Transcribe the data that follows precisely, omitting nothing.

··· Rows ···

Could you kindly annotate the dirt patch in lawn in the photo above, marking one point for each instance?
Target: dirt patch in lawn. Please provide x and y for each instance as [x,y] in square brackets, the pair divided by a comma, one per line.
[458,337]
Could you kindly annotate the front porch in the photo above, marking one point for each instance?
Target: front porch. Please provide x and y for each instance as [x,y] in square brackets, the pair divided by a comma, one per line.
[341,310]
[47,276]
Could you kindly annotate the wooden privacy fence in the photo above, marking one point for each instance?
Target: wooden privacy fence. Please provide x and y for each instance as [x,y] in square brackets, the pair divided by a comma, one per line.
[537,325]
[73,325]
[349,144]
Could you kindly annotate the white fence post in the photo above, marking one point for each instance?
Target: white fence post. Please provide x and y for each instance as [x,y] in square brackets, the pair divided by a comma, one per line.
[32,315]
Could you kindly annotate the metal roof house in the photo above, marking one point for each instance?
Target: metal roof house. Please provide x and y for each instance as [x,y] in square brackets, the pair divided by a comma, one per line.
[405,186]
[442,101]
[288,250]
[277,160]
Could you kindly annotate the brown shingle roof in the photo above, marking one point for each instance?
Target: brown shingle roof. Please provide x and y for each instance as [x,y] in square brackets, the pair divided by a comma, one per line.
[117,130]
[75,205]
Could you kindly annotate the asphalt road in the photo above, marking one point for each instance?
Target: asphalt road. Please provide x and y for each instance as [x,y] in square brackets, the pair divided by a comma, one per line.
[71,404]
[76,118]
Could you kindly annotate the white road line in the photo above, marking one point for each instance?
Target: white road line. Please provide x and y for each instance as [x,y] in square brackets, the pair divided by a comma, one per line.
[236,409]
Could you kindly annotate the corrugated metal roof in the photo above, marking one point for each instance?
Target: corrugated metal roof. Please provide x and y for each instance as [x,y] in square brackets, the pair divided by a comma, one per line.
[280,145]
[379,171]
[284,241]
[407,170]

···

Finished exercise —
Could you kindly annotate the dirt patch in lawn in the photo above, marking one point for each instance?
Target: dirt patch in lawn. Please provide x and y for each instance as [x,y] in square brackets, the pair divided by a comma, one per line.
[458,337]
Could you kindly annotate the front porch in the photo above, marking one point for each instance?
Target: front porch. Please provide x and y for each instance as [x,y] in square brackets, the pair divided by a comma, one per line.
[341,310]
[47,276]
Could you kindly annotate the wooden privacy fence in the photo above, marking one point for each instance?
Target: wooden privacy fence. Please provide x and y for each instance as [x,y] in square brackets, the pair divided by a comma, one per line.
[537,325]
[73,325]
[349,144]
Could you kindly annotate the white fence post in the photo above, marking one point for each instance?
Target: white fence post. Please provide x and y for each instance as [x,y] in square brackets, the pair divided by a comma, one per line.
[32,315]
Could you kindly annotate the metal roof house in the photo above, marking one point for each instance?
Target: metal roof house. Please provide x and y for each instance as [x,y] in square brackets, the pair divided by a comma, one per line.
[405,186]
[442,101]
[288,250]
[277,160]
Could you kindly annotate the brown shingle roof in the photo above, marking one point for each instance?
Target: brown shingle roof. Please provide x and y for each instance as [x,y] in square brackets, the pair divided by a comma, one per line.
[117,130]
[75,205]
Could you kindly annotate the asphalt road in the photo above, marking one point for each instance?
Target: asphalt road. Please provide x and y for each instance as [x,y] in square brackets, the pair divided by a comma, one per line.
[71,404]
[76,118]
Could you kindly annotate the white road line in the photo above, marking one point for each instance?
Target: white road line. Please provide x and y for each instance as [x,y] in square brackets, the pair divided by a comma, one per line.
[236,409]
Could you kindly annotate the corrugated metal roof in the photo above, marking one point for each instance?
Target: corrugated metal roof. Please provide x and y for each instance as [x,y] in square brackets, the pair divided by a comma, one per line.
[280,145]
[379,171]
[284,241]
[407,170]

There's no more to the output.